** Data for processing **
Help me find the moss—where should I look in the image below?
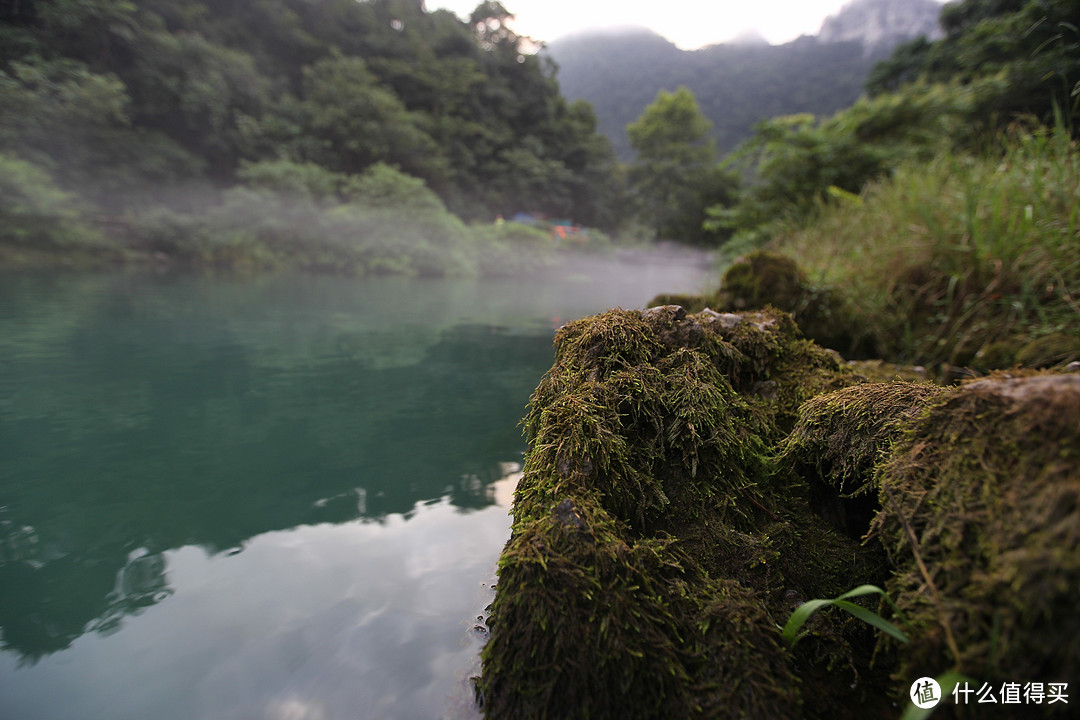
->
[705,250,873,355]
[481,494,798,720]
[720,250,807,312]
[848,359,929,382]
[480,305,885,718]
[874,372,1080,684]
[971,339,1017,372]
[646,293,712,313]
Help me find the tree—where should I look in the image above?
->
[626,86,716,240]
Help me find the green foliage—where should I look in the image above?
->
[867,0,1080,124]
[0,0,616,264]
[626,87,735,242]
[782,585,908,646]
[779,124,1080,367]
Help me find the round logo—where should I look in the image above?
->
[908,678,942,710]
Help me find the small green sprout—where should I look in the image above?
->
[783,585,909,647]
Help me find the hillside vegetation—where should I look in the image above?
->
[0,0,613,272]
[682,1,1080,378]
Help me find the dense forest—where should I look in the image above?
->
[0,0,613,271]
[548,29,882,162]
[545,0,941,162]
[0,0,1080,267]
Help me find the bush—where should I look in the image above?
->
[0,153,107,250]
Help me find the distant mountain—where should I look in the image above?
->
[545,0,941,162]
[818,0,942,55]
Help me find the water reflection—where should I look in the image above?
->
[0,480,509,720]
[0,250,702,720]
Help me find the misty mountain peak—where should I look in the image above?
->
[818,0,942,55]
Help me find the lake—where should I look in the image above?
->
[0,252,711,720]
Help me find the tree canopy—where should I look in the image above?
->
[0,0,613,223]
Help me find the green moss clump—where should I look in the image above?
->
[874,372,1080,684]
[1016,332,1080,368]
[705,250,859,355]
[781,382,945,498]
[480,494,799,720]
[720,250,807,312]
[478,305,883,718]
[646,293,712,313]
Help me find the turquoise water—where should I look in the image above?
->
[0,250,707,720]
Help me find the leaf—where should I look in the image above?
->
[783,585,910,647]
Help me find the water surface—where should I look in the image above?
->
[0,249,707,720]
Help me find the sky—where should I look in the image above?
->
[427,0,928,50]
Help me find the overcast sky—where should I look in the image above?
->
[427,0,946,50]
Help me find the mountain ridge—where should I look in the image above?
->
[544,0,941,162]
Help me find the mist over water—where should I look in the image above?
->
[0,252,708,720]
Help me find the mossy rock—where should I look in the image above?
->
[646,293,712,313]
[971,338,1022,372]
[705,250,873,356]
[874,373,1080,699]
[720,250,807,313]
[478,305,888,718]
[478,305,1080,719]
[779,381,946,536]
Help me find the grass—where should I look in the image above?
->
[775,124,1080,365]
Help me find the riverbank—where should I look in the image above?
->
[480,305,1080,719]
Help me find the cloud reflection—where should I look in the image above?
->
[0,479,518,720]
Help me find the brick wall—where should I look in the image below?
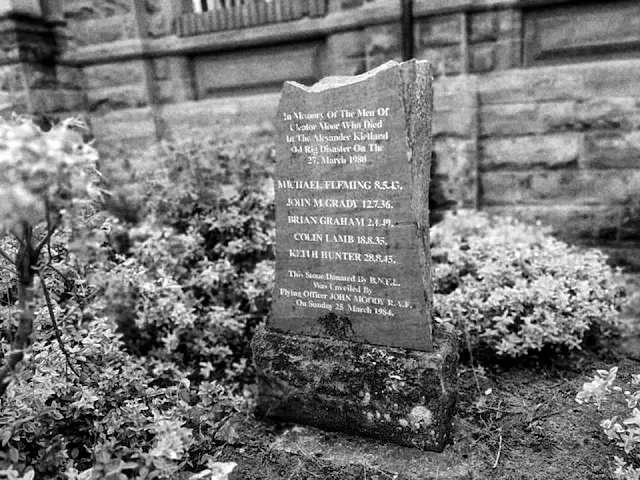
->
[0,0,640,270]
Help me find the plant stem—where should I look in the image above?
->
[0,224,38,397]
[38,273,80,377]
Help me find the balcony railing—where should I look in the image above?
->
[177,0,328,37]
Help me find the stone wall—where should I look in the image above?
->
[0,0,640,269]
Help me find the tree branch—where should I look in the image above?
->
[38,272,80,377]
[0,248,15,265]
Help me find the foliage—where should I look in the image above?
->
[97,131,275,382]
[0,124,273,480]
[431,212,623,357]
[0,118,632,480]
[576,367,640,480]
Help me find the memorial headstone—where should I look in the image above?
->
[252,60,457,450]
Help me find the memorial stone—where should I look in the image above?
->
[252,60,457,450]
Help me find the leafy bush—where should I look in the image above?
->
[0,123,273,480]
[98,131,275,382]
[431,212,623,357]
[576,367,640,480]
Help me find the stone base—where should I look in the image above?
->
[252,327,458,451]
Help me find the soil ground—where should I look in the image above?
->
[212,277,640,480]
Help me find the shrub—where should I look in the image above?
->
[96,131,275,382]
[576,367,640,480]
[431,212,623,357]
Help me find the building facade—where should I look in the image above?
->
[0,0,640,269]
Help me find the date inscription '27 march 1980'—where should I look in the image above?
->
[270,62,431,350]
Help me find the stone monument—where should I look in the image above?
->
[252,60,457,451]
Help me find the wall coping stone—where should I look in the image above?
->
[60,0,571,65]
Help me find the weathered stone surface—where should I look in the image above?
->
[433,107,477,138]
[480,133,582,171]
[469,11,498,42]
[162,93,280,138]
[269,61,432,350]
[87,84,148,113]
[84,60,145,90]
[251,322,458,451]
[526,2,640,64]
[486,205,625,242]
[416,45,463,76]
[194,41,321,98]
[91,108,155,146]
[469,43,496,72]
[480,169,640,206]
[322,30,367,75]
[365,23,401,70]
[580,131,640,170]
[429,137,478,208]
[69,14,138,46]
[478,60,640,105]
[0,65,27,92]
[480,97,640,137]
[30,89,86,113]
[327,30,364,57]
[56,65,85,90]
[433,75,478,111]
[147,13,173,38]
[416,13,462,48]
[63,0,135,20]
[478,67,585,105]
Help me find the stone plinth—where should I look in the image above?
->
[252,327,458,451]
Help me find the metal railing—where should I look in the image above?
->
[177,0,328,37]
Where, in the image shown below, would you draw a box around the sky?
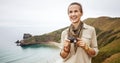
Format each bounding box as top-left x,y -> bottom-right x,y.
0,0 -> 120,34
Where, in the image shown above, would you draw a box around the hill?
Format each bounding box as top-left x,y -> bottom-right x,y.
18,17 -> 120,63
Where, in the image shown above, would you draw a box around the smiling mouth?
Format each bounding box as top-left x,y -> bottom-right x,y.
72,16 -> 77,20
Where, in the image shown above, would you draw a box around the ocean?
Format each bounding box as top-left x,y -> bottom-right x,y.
0,27 -> 60,63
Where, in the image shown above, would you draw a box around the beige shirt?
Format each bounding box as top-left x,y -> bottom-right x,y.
61,23 -> 98,63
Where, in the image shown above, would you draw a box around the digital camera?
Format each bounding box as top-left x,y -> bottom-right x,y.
68,37 -> 77,43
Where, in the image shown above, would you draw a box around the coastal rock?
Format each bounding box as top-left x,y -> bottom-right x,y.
23,33 -> 32,39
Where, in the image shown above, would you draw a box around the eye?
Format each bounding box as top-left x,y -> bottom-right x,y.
74,10 -> 78,12
69,11 -> 72,13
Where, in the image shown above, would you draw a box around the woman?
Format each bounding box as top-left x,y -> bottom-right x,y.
60,2 -> 98,63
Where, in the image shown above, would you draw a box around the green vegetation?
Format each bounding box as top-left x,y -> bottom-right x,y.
21,16 -> 120,63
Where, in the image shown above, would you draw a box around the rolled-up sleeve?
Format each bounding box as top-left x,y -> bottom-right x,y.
60,29 -> 71,61
90,28 -> 99,57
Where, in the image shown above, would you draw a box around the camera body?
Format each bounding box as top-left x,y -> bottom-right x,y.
68,37 -> 78,43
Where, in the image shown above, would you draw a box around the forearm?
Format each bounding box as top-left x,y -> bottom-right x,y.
60,50 -> 69,59
84,45 -> 95,56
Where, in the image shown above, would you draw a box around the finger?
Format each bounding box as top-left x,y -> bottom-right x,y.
65,39 -> 70,42
77,38 -> 82,41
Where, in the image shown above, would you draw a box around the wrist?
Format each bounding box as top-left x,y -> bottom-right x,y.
84,44 -> 90,51
60,50 -> 69,58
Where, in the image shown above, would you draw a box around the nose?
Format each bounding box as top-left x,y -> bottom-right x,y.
71,12 -> 75,16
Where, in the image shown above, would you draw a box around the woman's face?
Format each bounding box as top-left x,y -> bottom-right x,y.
68,5 -> 82,24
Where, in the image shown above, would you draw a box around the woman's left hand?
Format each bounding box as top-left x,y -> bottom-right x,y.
76,38 -> 86,48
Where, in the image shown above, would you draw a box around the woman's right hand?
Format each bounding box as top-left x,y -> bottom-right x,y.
64,39 -> 70,53
60,39 -> 70,58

** Given problem **
Rewrite every listing with each "woman's" replaced by "person's" and the rest unchanged. Omit the pictures from your answer.

** Solution to this task **
Help me find the moss—where should I look in the image below?
->
[705,250,873,355]
[481,494,798,720]
[720,250,807,312]
[848,359,929,382]
[480,305,885,718]
[874,372,1080,684]
[971,339,1017,372]
[646,293,712,313]
Help me find the tree—where should I look in the image above?
->
[626,86,716,240]
Help me find the green foliage—where should I look in the image above?
->
[867,0,1080,124]
[0,0,616,264]
[626,87,735,242]
[782,585,908,646]
[779,124,1080,367]
Help me find the round logo—where should I look in the image above?
->
[908,678,942,710]
Help me find the small green sprout—where should I look in the image above?
->
[783,585,909,647]
Help me find the hillside vegetation—where should I look in the image above?
->
[0,0,613,272]
[682,1,1080,378]
Help me find the dense forest—where should I look in the image above?
->
[0,0,613,271]
[548,29,882,162]
[545,0,941,162]
[0,0,1080,267]
Help me find the bush—where should I look in the image above?
->
[0,153,107,250]
Help me find the distant mountain—where should I look in the image above?
->
[545,0,941,162]
[818,0,942,55]
Help me find the water reflection—where should I look in the image above?
->
[0,480,509,720]
[0,250,702,720]
Help me find the misty mountain peak—where should I look in the image above?
->
[818,0,942,55]
Help me find the lake—where should I look in the image above?
->
[0,252,711,720]
Help me find the tree canopy—where should I look in the image above?
->
[0,0,613,223]
Help me find the green moss clump—where should I look in the image above?
->
[874,372,1080,684]
[1016,332,1080,368]
[705,250,859,355]
[781,382,945,498]
[480,494,799,720]
[720,250,807,312]
[478,305,883,718]
[646,293,712,313]
Help me find the turquoise water—where should I look in the image above?
->
[0,250,707,720]
Help me find the leaf—where should I look in the image above?
->
[783,585,910,647]
Help me find the water surface—where should I look in the image above?
->
[0,249,707,720]
Help me find the sky—where should I look in the image above?
->
[427,0,928,50]
Help me find the overcast sky—where should I look in the image above?
->
[427,0,946,50]
Help me find the mountain ridge—where should I look in the image above?
->
[544,0,941,162]
Help me find the mist over water—where should I look in the image above?
->
[0,252,708,720]
Help me find the mossy rock—where should I look in the image above?
->
[646,293,712,313]
[971,338,1022,372]
[705,250,873,356]
[874,373,1080,699]
[720,250,807,313]
[478,305,888,718]
[478,305,1080,719]
[779,381,946,536]
Help me find the grass—where should I look in the image above?
->
[775,124,1080,365]
Help me find the riverbank—where should I look in the image above?
->
[480,305,1080,719]
Help me find the cloud reflection—where should I look in the image above?
->
[0,479,518,720]
Help me find the brick wall—where should I look in the image below?
->
[0,0,640,270]
Help me find the plant stem—where should I look in the image above?
->
[0,224,38,397]
[38,273,80,377]
Help me find the balcony railing—where should I look in the image above?
->
[177,0,328,37]
Help me find the stone wall—where should I look in the image above?
->
[0,0,640,269]
Help me find the tree branch—where should I look in the image above?
->
[38,272,80,377]
[0,248,15,265]
Help me find the foliage—where should I look in the image above?
->
[97,131,275,382]
[0,124,273,480]
[431,212,623,357]
[0,118,632,480]
[576,367,640,480]
Help me find the memorial headstone—where should I look in the image above?
->
[252,60,457,450]
Help me find the memorial stone—where should I look in the image above?
->
[252,60,457,450]
Help me find the leafy bush—where should I look in the image above?
->
[0,123,273,480]
[98,131,275,382]
[431,212,623,357]
[576,367,640,480]
Help me find the stone base—where should I look in the image above?
->
[252,327,458,451]
Help me find the soil ground—where should I look in the image above?
->
[212,277,640,480]
Help me find the shrub—where should I look in the image above?
->
[96,131,275,382]
[576,367,640,480]
[431,212,623,357]
Help me find the building facade—where should I look in the image above?
->
[0,0,640,269]
Help me find the date inscription '27 march 1980'—where should I look in the image above?
->
[270,62,431,350]
Help me find the stone monument—where should I look in the image above?
->
[252,60,457,451]
Help me find the wall coping stone—where should I look in the image above?
->
[60,0,571,65]
Help me find the weathered stone surface—where should I look in the image above?
->
[433,107,477,138]
[480,133,582,171]
[469,11,498,42]
[162,93,280,138]
[269,61,432,350]
[87,84,148,113]
[84,60,145,90]
[251,322,458,451]
[526,2,640,64]
[486,205,625,242]
[416,45,463,76]
[194,41,321,98]
[91,108,155,146]
[469,43,496,72]
[480,169,640,206]
[322,30,367,75]
[365,23,401,70]
[580,131,640,170]
[429,137,478,208]
[69,14,138,46]
[478,60,640,105]
[0,65,27,92]
[480,97,640,137]
[30,89,86,113]
[327,30,364,57]
[56,65,85,90]
[433,75,478,111]
[147,13,173,38]
[416,13,462,48]
[63,0,135,20]
[478,67,585,105]
Help me find the stone plinth—where should I look in the image above?
->
[252,327,458,451]
Help me find the metal railing—where should I look in the image above?
->
[177,0,328,37]
Where, in the image shown below, would you draw a box around the sky?
Format each bounding box as top-left x,y -> bottom-right x,y.
0,0 -> 120,34
Where, in the image shown above, would you draw a box around the hill?
Format each bounding box as top-left x,y -> bottom-right x,y.
18,17 -> 120,63
Where, in the image shown above, would you draw a box around the smiling mouth?
Format each bounding box as top-left x,y -> bottom-right x,y.
72,16 -> 77,20
Where, in the image shown above, would you draw a box around the ocean?
Format each bounding box as top-left x,y -> bottom-right x,y.
0,27 -> 60,63
Where, in the image shown above, would you draw a box around the beige shirt?
Format each bounding box as top-left x,y -> bottom-right x,y.
61,23 -> 98,63
Where, in the image shown above, would you draw a box around the digital camera?
Format each bounding box as top-left x,y -> bottom-right x,y.
68,37 -> 77,43
Where, in the image shown above, would you draw a box around the coastal rock?
Format each bounding box as top-left x,y -> bottom-right x,y.
23,33 -> 32,39
Where, in the image shown above, would you draw a box around the eye?
Format each bounding box as top-left x,y -> bottom-right x,y.
74,10 -> 78,12
69,11 -> 72,13
Where, in the image shown above, would you draw a box around the woman?
Format each bounding box as top-left x,y -> bottom-right x,y.
60,2 -> 98,63
Where, in the image shown above, would you draw a box around the green vegetation?
Format each bounding box as top-left x,y -> bottom-right x,y.
21,16 -> 120,63
Where, in the image shown above, would you draw a box around the rolled-up sleeve?
Format each bounding box as top-left x,y -> bottom-right x,y.
60,29 -> 71,61
90,28 -> 99,57
Where, in the image shown above, would you draw a box around the camera body?
Format each bounding box as top-left x,y -> bottom-right x,y.
68,37 -> 78,43
Where, in the image shown above, would you draw a box around the forearm?
Format each bounding box as top-left x,y -> bottom-right x,y.
60,50 -> 69,59
84,45 -> 95,56
Where, in the image shown above, would you draw a box around the finger?
Format each bounding box as top-left x,y -> bottom-right x,y.
65,39 -> 70,42
77,38 -> 82,41
Where, in the image shown above, would you draw a box around the wrist?
Format each bounding box as top-left x,y -> bottom-right x,y.
84,44 -> 90,51
60,50 -> 69,58
Where, in the image shown above, would you draw a box around the nose?
Format each bounding box as top-left x,y -> bottom-right x,y.
71,12 -> 75,16
Where, in the image shown above, would you draw a box around the person's face?
Format each bounding box as top-left x,y -> bottom-right x,y.
68,5 -> 82,24
Where, in the image shown above, would you draw a box around the person's left hand?
Format each bounding box as top-left x,y -> bottom-right x,y.
76,38 -> 86,48
Where, in the image shown above, would you draw a box around the person's right hand?
Format each bounding box as top-left x,y -> bottom-right x,y.
64,39 -> 70,53
60,39 -> 70,58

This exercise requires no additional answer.